● **Directions**
Can you recast the entries below as a two-column CSV with the header instruction,points? Begin at the line that has "The service SHOULD locate every instance of the car alloy" and stop after the last entry. Give one row per entry, with its text and its answer each in a single quoted field and line breaks replaced by spaces.

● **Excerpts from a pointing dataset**
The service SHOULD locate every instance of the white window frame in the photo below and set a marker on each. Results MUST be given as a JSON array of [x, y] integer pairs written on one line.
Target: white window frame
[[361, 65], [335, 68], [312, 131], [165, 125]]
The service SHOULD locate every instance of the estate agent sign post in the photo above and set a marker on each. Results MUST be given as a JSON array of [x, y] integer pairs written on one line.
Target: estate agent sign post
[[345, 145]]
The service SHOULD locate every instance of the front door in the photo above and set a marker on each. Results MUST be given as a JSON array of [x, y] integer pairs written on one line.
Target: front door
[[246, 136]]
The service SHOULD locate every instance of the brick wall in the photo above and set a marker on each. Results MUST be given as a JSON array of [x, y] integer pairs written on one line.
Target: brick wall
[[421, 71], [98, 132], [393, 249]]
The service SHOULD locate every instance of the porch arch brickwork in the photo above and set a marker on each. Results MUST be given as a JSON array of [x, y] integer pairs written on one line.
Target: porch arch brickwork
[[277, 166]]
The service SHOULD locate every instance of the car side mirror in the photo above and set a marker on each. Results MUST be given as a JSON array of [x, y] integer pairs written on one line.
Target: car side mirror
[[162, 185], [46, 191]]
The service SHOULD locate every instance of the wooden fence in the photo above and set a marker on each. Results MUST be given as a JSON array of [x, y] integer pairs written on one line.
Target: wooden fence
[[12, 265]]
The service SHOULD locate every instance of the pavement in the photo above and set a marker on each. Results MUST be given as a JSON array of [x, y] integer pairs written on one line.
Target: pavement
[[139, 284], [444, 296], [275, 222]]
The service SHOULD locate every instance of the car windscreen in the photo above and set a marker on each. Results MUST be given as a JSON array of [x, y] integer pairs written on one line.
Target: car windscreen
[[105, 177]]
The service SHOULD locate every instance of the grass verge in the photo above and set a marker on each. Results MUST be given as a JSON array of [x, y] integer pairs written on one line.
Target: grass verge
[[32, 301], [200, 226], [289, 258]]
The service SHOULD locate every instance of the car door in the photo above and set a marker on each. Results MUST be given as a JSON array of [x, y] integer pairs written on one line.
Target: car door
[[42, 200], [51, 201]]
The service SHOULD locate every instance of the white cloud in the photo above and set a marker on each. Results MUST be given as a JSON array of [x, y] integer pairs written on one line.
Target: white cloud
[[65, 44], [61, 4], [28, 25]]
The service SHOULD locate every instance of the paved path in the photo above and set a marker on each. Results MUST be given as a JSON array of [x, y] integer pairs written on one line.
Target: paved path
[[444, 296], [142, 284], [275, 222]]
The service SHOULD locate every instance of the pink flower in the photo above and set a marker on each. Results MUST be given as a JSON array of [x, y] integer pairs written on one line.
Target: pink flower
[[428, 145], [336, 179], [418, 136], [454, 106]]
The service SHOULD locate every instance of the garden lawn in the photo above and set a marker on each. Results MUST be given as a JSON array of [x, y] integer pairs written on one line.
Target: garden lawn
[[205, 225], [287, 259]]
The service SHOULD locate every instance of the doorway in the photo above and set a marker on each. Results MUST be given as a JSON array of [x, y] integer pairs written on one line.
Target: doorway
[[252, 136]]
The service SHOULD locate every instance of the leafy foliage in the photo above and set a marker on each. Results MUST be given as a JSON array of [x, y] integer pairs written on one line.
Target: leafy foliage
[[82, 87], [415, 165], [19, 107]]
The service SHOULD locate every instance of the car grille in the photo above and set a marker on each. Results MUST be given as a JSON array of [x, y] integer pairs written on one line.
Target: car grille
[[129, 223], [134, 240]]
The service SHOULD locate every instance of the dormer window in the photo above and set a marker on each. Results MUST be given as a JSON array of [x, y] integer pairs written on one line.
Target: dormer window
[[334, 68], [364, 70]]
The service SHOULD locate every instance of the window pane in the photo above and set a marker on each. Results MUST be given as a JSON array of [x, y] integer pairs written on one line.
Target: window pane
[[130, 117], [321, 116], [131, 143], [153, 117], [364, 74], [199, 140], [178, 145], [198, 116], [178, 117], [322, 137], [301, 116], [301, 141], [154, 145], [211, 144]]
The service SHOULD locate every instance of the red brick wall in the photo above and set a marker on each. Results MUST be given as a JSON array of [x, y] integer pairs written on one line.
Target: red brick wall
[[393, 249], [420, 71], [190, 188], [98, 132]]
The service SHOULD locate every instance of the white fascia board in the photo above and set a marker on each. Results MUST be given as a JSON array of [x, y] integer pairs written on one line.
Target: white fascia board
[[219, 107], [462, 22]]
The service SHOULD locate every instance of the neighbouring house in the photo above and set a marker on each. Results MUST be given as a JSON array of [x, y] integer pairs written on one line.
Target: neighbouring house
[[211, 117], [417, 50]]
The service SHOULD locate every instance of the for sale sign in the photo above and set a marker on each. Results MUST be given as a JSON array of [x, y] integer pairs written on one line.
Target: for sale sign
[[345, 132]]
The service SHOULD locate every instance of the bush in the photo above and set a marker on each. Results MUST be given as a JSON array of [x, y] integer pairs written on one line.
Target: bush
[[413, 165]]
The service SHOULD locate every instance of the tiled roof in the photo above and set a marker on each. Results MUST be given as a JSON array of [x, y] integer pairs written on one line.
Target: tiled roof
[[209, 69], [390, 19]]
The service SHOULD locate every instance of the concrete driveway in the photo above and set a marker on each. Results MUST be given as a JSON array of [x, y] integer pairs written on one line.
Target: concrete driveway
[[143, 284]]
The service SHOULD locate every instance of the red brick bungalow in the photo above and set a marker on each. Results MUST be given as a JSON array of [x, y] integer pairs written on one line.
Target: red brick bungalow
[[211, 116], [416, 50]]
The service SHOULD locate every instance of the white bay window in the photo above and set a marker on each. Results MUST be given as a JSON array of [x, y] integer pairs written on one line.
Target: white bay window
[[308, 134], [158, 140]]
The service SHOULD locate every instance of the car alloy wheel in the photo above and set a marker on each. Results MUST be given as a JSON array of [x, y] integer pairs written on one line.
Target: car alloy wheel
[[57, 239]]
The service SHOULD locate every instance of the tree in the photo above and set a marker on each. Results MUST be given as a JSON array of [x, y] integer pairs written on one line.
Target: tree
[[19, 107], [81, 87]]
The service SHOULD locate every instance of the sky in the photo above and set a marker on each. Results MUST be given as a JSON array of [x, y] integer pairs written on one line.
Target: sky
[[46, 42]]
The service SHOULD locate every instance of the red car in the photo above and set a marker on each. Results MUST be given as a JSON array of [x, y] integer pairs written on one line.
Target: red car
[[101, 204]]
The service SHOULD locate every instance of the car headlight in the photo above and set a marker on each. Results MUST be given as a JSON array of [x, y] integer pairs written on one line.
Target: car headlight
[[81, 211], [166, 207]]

● **Output for this task**
instruction,points
"The service SHOULD locate every instance of the car alloy wheel in the photo above and set a marker on each. Results MUST be given as a JSON array of [x, y] integer pairs written on one line. Target: car alloy wheel","[[57, 239]]"
"The service SHOULD locate every instance of the tree in the photo above and set a marker on each. Results MUST be given as a JSON array of [x, y] integer pairs written on one line. Target: tree","[[19, 107], [81, 87]]"
"The service SHOULD locate every instance of the sky in the photo above and set a marker on each. Results MUST be given as a JSON array of [x, y] integer pairs written on one line. Target: sky","[[46, 42]]"
"The service SHOULD locate every instance of the red car in the photo above and set a marker on each. Results MUST be given as a JSON array of [x, y] integer pairs written on one line. Target: red car","[[101, 204]]"
"The service SHOULD locate every instance of the car headlight in the photo above and set a marker on each. Results MUST be given as a JSON array of [x, y] integer pairs written on one line. Target: car headlight","[[81, 211], [166, 207]]"